§ **Задание A**:
Объясните, почему, согласно статье о Данте, он все-таки оставался человеком Средневековья. Ответ уложите в одно–три предложения.
§ **Задание B**:
Измените, пожалуйста, записи от самого начала до строки, содержащей «pixel 324 501», включительно: замените «orange» на «yellow», а все остальное оставьте без изменений. Приведите только эти строки и не включайте в ответ картинки.

§ **Статья**:
===============
12.9. Художник и новое истолкование текстов и мира
Вернемся к той точке зрения, которую отстаивал Данте в своей скрытой полемике со св. Фомой и которая была кратко охарактеризована в разделе 11.6. Как мы видели, Данте, воспринимая поэта как пророка, наделял поэзию таким истолкованием мира (не говоря уже о светских сочинениях), которое Фома считал возможным только по отношению к божественному Писанию. Какое именно изменение парадигмы предвосхитил Данте, должно быть ясно из только что проведенного нами исследования в области ренессансного мышления. Данте все- таки оставался человеком Средневековья, ведь в конечном счете он все-таки полагал, что литературные тексты не могут иметь бесконечных значений; судя по всему, он сохраняет приверженность схоластическому представлению относительно четырехступенчатого толкования текста, позволяющего интерпретировать текст на основе какой-либо энциклопедии.
===============
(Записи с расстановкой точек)
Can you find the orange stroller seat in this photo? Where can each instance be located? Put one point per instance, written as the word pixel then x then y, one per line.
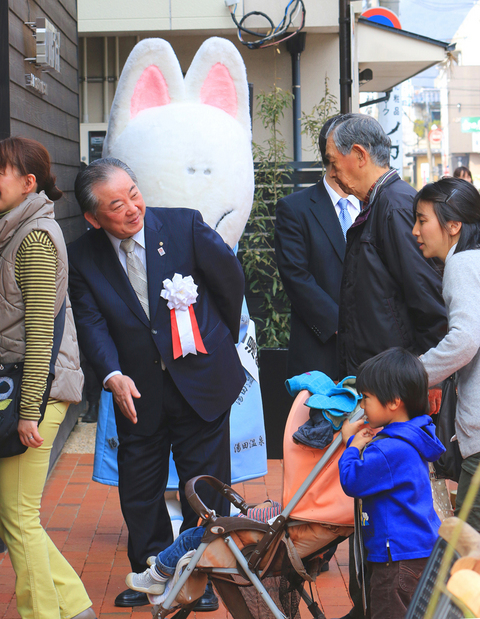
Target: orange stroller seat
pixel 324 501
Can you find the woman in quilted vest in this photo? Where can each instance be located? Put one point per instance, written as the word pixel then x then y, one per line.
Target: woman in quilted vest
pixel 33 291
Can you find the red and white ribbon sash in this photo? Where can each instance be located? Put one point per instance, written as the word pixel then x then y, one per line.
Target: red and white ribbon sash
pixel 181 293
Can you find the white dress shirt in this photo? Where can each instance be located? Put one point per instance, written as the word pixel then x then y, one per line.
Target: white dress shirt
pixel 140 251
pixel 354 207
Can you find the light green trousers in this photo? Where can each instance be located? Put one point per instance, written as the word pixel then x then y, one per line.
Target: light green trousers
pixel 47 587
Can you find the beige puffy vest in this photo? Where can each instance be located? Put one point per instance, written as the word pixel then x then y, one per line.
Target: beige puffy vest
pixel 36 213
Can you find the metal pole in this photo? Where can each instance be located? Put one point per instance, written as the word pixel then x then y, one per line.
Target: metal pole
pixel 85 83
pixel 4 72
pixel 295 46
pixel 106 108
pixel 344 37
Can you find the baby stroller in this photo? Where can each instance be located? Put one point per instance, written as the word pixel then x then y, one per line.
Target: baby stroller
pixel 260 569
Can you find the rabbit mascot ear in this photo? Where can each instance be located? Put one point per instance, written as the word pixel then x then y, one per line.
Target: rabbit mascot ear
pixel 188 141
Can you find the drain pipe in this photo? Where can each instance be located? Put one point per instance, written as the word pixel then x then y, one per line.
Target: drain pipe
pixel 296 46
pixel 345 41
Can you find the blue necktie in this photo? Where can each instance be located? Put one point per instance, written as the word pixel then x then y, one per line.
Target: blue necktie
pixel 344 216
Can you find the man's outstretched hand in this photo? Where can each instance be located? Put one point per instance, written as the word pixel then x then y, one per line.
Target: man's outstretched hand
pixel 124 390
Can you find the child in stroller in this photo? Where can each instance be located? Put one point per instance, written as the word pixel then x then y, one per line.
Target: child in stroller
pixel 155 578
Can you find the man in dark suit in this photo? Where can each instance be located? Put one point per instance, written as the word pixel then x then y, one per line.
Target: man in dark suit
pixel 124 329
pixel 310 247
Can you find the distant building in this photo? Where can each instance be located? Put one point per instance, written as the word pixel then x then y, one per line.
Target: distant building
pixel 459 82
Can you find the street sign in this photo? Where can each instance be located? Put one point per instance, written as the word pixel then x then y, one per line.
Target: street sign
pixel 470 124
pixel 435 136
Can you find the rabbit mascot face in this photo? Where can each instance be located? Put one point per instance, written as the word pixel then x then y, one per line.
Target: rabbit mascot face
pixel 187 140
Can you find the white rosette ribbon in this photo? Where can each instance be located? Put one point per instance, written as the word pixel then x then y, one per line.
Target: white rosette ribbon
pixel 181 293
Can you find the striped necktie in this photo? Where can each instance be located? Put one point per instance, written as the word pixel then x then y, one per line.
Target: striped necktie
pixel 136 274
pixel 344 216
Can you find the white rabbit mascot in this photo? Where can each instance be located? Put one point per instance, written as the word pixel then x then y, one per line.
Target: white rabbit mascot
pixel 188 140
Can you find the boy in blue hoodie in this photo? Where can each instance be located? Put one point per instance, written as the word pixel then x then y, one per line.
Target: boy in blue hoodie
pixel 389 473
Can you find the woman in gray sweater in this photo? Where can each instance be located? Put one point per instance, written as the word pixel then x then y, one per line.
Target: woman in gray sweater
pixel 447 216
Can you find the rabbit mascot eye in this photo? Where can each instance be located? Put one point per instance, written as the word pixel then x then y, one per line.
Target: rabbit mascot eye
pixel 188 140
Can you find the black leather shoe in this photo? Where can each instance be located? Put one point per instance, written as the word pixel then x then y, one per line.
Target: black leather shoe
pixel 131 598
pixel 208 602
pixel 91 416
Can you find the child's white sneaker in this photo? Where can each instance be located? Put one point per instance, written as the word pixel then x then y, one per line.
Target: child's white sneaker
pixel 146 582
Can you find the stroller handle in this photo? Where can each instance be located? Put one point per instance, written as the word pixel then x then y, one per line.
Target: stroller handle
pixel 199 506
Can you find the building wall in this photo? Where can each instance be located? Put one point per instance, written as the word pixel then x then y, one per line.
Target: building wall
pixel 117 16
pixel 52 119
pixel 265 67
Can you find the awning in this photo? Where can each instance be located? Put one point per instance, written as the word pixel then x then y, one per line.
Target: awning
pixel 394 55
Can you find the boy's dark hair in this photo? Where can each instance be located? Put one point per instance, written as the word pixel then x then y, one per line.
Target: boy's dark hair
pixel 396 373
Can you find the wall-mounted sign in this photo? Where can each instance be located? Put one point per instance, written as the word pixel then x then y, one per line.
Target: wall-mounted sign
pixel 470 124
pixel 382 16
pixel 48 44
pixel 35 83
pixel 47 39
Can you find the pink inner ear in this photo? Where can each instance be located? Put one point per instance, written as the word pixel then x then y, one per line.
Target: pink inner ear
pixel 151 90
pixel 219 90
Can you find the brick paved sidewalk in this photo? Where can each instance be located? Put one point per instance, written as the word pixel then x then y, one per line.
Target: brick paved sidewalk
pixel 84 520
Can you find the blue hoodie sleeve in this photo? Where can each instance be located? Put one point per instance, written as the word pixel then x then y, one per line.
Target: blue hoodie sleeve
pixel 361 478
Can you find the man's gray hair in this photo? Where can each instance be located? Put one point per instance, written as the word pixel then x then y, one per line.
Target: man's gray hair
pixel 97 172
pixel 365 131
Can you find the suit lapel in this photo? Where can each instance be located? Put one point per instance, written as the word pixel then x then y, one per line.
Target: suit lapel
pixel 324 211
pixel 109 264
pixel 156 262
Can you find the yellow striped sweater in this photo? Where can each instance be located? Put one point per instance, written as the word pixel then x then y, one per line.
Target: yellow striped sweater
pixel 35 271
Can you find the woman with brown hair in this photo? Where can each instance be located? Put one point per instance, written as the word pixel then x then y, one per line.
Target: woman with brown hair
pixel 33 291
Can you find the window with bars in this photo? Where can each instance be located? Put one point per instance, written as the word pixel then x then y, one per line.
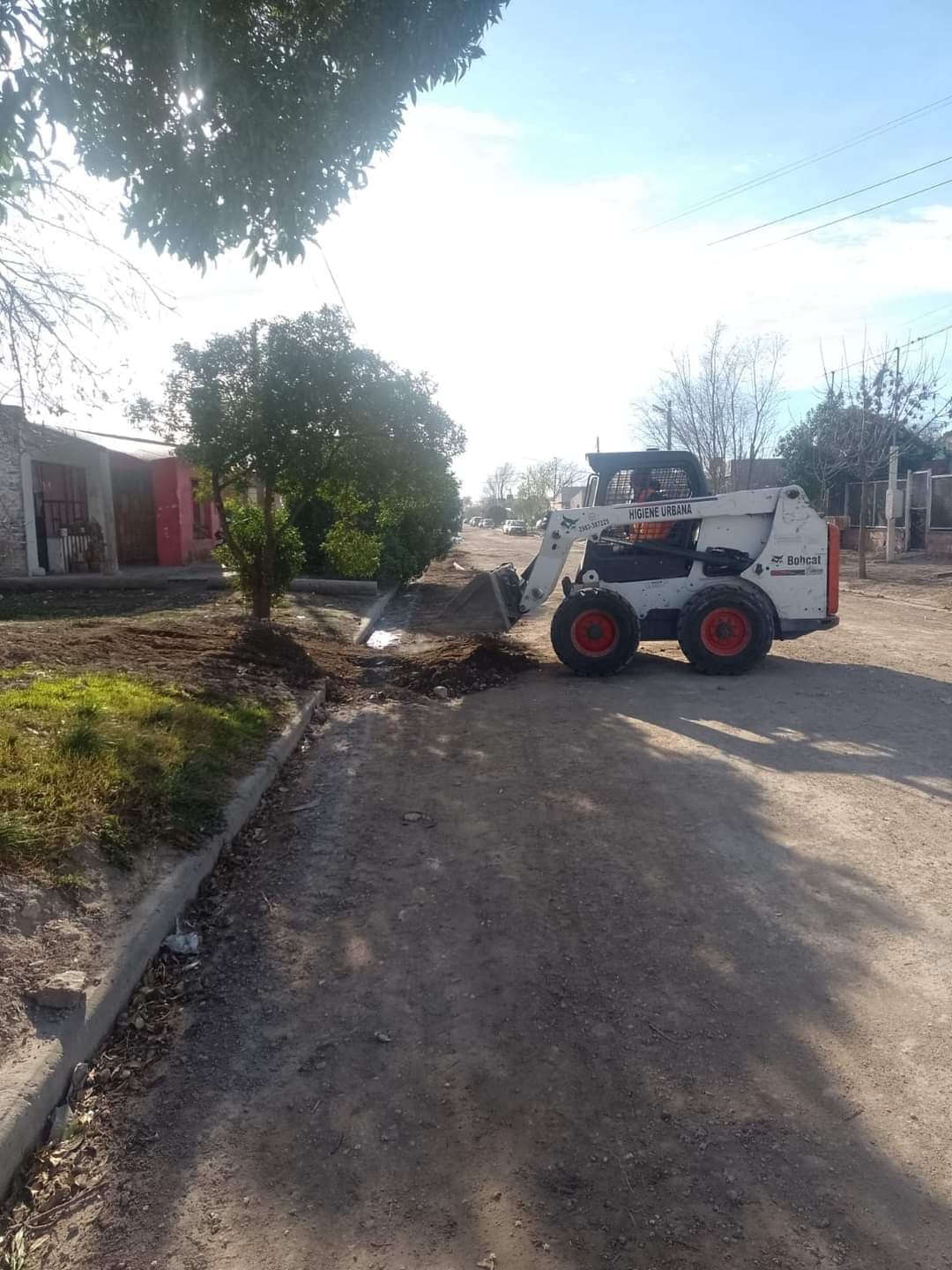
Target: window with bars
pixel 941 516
===============
§ **Результат выполнения A**:
Данте в конечном счете полагал, что литературные тексты не могут иметь бесконечных значений. Судя по всему, он сохранял приверженность схоластическому представлению о четырехступенчатом толковании текста, которое позволяет интерпретировать текст на основе какой-либо энциклопедии.

§ **Результат выполнения B**:
Can you find the yellow stroller seat in this photo? Where can each instance be located? Put one point per instance, written as the word pixel then x then y, one per line.
Target: yellow stroller seat
pixel 324 501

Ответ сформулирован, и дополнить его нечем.